▶ _INSTRUCTION_
Pick out every line of the listing below that contains the string "brick", matching case exactly, and copy each one.

▶ _SOURCE DATA_
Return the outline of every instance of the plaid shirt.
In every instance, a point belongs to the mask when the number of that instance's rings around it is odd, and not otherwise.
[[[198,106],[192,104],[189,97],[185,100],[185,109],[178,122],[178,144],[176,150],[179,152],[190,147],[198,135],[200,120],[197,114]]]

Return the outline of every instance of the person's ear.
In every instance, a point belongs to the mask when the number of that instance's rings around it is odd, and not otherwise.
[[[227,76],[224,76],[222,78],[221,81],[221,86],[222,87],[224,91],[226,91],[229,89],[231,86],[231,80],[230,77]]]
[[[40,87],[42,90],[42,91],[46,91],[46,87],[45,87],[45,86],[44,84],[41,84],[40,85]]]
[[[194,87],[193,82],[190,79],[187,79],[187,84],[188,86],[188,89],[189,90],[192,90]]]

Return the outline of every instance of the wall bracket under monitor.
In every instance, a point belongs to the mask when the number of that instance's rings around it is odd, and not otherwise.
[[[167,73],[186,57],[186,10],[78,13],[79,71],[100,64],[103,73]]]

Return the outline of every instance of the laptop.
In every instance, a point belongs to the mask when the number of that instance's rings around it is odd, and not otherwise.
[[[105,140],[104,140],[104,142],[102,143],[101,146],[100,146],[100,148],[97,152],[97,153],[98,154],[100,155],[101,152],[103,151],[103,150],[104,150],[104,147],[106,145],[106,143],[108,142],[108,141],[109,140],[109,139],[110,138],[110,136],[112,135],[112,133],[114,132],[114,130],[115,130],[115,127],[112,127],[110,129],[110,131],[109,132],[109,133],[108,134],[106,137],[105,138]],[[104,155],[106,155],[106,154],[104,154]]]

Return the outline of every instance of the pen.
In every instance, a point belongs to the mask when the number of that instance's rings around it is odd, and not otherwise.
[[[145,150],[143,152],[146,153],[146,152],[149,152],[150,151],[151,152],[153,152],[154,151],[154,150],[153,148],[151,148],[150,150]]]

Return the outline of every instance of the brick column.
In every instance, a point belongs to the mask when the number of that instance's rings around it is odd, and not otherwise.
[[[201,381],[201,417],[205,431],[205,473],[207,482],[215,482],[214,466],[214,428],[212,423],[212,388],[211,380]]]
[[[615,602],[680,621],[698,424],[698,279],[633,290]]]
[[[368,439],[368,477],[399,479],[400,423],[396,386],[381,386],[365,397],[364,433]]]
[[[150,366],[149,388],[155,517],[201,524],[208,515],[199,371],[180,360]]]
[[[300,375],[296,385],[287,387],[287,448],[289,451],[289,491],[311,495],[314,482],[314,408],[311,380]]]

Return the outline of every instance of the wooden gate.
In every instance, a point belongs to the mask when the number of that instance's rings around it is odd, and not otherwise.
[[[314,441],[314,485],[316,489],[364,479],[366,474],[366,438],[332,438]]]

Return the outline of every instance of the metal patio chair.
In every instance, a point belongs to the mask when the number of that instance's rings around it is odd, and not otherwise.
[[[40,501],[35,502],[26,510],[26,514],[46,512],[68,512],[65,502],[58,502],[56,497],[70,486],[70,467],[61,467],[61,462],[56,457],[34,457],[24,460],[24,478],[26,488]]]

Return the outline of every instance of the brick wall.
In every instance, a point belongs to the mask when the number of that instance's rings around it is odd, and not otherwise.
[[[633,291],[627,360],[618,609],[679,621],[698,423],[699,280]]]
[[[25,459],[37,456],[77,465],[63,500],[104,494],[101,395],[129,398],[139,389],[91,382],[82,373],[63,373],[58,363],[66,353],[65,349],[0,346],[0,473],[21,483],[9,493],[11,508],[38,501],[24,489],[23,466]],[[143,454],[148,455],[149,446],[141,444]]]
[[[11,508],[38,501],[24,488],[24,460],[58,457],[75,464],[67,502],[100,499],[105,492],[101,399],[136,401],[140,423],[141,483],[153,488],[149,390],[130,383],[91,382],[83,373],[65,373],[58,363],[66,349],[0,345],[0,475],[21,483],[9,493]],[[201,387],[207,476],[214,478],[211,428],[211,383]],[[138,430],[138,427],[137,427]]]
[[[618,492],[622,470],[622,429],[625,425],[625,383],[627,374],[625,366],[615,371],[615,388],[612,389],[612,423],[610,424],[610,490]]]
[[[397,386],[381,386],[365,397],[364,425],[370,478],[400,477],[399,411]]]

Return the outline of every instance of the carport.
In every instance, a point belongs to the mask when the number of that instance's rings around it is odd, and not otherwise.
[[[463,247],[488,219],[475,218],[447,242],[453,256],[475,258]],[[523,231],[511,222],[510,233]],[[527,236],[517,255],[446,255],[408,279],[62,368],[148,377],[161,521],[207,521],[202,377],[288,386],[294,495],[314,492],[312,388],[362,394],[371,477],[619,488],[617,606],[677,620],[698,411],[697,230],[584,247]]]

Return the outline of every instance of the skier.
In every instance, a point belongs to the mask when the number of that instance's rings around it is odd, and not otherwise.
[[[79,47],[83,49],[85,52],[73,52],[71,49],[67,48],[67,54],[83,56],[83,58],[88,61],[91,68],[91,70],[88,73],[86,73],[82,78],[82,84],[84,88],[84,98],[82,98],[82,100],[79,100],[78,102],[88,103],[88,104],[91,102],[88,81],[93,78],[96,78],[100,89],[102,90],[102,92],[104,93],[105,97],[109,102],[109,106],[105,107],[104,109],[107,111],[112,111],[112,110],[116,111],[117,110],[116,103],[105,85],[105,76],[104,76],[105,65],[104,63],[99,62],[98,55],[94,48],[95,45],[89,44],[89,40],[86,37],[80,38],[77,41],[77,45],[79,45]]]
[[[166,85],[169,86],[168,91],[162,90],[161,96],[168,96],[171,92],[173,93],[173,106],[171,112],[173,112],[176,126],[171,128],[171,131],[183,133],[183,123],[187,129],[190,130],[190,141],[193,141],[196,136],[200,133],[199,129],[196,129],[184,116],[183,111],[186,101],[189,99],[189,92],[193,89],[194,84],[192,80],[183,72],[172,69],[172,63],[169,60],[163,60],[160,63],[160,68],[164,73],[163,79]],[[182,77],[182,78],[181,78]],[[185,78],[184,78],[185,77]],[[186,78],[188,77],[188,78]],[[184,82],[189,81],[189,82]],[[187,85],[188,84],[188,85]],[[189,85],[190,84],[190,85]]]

▶ _RESULT_
Return the outline of every instance of the brick column.
Return the outline of every instance of the brick wall.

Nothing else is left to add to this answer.